» **Exercise task**:
Reproduce the items below word for word, from their first line through the line that contains "[208, 25, 217, 33]", including both of those lines.

» **Input data**:
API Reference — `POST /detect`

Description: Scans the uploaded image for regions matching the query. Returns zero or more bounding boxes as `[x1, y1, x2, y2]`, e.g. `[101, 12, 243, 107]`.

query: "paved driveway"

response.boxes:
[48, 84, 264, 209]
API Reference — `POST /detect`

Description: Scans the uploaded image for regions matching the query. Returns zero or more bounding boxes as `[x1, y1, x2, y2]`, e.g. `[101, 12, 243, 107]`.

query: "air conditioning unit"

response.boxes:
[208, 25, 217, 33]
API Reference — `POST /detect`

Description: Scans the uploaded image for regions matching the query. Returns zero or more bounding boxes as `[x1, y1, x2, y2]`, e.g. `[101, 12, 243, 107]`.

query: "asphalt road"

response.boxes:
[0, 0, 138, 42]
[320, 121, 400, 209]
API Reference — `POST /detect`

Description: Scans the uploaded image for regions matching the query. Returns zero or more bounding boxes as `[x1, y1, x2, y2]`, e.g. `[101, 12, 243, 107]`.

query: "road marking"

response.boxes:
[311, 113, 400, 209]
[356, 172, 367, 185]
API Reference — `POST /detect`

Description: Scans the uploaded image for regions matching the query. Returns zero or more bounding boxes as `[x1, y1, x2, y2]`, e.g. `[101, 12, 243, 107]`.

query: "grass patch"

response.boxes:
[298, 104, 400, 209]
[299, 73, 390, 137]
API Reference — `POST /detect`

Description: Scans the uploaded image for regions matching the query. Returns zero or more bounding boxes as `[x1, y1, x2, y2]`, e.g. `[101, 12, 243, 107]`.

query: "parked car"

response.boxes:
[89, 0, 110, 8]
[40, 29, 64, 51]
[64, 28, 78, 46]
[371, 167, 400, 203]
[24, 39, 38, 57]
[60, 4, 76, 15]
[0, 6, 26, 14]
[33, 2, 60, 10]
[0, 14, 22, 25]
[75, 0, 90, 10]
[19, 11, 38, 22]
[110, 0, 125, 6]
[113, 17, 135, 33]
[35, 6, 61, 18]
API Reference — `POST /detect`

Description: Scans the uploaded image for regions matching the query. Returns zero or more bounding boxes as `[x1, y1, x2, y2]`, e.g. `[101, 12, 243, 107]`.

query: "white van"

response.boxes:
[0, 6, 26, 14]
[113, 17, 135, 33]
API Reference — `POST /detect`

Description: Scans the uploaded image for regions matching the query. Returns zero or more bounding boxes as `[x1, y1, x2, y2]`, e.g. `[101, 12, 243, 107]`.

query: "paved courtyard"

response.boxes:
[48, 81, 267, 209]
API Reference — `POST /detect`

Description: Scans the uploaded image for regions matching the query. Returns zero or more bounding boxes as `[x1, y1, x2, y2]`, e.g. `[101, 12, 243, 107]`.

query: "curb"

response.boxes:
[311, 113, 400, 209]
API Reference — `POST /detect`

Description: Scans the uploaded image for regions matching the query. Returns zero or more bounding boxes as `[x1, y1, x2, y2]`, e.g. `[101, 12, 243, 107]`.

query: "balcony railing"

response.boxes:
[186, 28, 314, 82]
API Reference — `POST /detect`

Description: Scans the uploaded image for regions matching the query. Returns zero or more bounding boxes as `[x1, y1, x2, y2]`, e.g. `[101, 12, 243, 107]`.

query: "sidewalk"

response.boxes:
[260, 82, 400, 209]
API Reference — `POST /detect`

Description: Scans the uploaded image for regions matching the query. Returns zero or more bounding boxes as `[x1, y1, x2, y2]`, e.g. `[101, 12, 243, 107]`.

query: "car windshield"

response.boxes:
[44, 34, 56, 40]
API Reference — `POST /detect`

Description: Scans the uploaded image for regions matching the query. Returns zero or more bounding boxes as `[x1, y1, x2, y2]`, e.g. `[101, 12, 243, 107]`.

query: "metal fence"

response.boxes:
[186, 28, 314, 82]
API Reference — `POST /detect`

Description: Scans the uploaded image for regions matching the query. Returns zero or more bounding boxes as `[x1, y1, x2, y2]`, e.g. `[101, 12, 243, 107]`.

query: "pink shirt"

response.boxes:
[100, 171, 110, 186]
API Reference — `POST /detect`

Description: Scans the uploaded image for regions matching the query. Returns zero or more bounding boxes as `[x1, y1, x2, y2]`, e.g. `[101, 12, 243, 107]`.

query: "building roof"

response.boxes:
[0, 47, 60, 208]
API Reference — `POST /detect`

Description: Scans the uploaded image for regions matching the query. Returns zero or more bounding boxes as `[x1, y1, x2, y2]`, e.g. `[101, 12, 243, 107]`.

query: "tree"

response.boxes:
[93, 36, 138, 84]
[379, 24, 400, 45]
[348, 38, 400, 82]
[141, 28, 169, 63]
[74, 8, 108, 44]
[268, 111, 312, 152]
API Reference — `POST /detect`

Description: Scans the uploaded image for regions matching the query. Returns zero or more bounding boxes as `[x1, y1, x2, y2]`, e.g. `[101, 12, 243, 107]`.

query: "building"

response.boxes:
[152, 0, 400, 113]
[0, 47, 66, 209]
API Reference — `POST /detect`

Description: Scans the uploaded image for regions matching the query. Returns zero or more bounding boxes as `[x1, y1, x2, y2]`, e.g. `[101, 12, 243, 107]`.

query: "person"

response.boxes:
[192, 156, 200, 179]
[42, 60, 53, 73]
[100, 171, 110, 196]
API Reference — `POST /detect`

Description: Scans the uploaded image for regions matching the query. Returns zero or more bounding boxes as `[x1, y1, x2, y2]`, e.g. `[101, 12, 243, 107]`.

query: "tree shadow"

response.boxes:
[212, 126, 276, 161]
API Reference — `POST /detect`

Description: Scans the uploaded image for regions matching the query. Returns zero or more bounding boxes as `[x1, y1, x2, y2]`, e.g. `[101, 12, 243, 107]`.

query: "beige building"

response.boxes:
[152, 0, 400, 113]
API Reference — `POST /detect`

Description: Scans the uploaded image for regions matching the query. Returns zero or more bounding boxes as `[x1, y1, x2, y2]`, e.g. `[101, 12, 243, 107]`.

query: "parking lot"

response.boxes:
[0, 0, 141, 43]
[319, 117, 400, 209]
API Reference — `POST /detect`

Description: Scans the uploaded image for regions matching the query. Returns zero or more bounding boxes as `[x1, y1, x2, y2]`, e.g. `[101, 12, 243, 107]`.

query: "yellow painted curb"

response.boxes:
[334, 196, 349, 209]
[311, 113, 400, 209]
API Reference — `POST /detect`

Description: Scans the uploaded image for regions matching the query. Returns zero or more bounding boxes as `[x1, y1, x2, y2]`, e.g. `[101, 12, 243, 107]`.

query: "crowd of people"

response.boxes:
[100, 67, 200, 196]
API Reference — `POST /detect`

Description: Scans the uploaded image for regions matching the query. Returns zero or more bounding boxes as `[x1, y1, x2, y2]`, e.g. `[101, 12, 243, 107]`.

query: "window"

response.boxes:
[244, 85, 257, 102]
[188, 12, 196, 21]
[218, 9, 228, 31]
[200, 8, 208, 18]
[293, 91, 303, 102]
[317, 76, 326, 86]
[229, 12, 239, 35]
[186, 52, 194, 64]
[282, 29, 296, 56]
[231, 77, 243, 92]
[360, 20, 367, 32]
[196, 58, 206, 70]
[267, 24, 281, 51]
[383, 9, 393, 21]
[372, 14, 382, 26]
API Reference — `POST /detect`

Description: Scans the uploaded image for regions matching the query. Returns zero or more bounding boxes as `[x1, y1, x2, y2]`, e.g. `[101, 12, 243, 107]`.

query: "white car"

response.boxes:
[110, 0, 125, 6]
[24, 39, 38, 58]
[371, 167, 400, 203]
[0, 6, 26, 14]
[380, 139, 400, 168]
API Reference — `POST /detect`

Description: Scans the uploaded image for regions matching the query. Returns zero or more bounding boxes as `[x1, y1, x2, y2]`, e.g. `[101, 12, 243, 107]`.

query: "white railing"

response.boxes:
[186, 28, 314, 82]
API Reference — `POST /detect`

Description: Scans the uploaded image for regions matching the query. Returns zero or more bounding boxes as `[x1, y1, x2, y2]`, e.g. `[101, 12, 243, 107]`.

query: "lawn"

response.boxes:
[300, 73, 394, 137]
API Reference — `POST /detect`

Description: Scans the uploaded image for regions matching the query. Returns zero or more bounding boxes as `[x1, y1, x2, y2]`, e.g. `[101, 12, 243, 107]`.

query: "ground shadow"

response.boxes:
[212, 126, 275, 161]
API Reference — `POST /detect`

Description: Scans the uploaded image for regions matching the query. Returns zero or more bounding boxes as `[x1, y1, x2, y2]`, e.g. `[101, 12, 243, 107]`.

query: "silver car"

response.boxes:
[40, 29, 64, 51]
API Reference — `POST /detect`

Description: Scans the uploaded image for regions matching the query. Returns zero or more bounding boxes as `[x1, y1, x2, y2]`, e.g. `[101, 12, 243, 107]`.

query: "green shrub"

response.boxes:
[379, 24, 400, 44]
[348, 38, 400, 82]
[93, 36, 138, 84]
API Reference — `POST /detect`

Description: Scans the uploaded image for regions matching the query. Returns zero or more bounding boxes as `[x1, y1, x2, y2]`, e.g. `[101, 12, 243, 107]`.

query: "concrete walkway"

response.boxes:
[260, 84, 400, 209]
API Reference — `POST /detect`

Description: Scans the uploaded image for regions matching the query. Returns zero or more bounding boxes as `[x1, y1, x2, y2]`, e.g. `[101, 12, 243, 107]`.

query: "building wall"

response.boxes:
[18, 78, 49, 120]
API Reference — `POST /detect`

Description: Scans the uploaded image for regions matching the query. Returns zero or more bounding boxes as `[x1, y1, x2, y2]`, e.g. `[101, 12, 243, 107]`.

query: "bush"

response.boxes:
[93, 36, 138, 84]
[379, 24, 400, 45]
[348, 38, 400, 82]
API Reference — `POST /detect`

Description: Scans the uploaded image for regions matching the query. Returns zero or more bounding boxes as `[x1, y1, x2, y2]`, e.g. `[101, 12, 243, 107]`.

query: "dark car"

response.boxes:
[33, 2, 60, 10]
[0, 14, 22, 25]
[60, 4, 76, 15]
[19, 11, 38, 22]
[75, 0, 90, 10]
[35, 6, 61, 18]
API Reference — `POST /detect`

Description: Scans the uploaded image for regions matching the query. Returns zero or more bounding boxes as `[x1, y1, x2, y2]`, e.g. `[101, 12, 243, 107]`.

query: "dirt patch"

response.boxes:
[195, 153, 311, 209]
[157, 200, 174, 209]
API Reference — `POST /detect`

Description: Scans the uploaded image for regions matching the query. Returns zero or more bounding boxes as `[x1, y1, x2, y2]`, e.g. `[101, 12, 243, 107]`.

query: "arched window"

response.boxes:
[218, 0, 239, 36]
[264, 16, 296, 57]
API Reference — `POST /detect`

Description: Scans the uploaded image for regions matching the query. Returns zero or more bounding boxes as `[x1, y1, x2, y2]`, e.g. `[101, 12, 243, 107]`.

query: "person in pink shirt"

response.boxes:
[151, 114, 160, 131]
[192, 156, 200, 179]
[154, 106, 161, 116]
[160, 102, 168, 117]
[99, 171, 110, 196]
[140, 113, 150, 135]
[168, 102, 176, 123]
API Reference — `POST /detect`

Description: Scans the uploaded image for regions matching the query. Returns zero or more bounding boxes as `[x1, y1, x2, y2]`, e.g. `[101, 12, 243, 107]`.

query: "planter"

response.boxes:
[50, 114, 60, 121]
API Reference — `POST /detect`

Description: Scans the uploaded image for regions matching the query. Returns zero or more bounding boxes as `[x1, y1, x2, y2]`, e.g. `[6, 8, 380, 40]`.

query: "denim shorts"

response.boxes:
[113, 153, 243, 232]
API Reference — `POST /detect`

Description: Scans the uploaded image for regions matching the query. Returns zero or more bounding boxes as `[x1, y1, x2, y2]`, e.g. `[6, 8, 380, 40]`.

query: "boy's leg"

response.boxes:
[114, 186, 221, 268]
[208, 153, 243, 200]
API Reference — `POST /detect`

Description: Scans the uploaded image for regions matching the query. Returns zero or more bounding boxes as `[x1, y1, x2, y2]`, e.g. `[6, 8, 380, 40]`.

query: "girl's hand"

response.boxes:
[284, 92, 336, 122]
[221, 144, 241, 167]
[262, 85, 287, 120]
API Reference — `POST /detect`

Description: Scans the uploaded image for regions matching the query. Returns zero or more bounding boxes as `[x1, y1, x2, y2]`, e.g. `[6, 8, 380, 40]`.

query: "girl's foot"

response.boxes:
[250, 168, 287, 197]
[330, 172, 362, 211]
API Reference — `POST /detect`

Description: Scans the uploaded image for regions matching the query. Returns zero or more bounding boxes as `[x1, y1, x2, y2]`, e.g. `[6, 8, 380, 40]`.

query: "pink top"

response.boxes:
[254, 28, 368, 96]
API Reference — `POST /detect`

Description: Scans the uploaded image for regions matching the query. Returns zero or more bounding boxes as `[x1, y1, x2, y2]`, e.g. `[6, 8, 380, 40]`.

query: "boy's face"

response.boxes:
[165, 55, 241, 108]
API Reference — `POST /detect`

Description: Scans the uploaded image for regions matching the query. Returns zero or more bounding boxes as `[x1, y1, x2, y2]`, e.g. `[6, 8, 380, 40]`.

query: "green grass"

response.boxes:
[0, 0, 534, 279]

» **Problem solution**:
API Reference — `POST /detect`

Description: Scans the uploaded image for regions matching the query. Returns zero or more bounding boxes as `[x1, y1, x2, y2]`, e.g. `[101, 12, 243, 107]`.

query: "paved driveway"

response.boxes:
[48, 84, 264, 209]
API Reference — `POST /detect`

Description: Scans the uploaded image for regions matching the query. Returns zero or more bounding boxes as `[x1, y1, x2, y2]`, e.g. `[101, 12, 243, 107]`.

query: "air conditioning unit"

response.boxes:
[208, 25, 217, 33]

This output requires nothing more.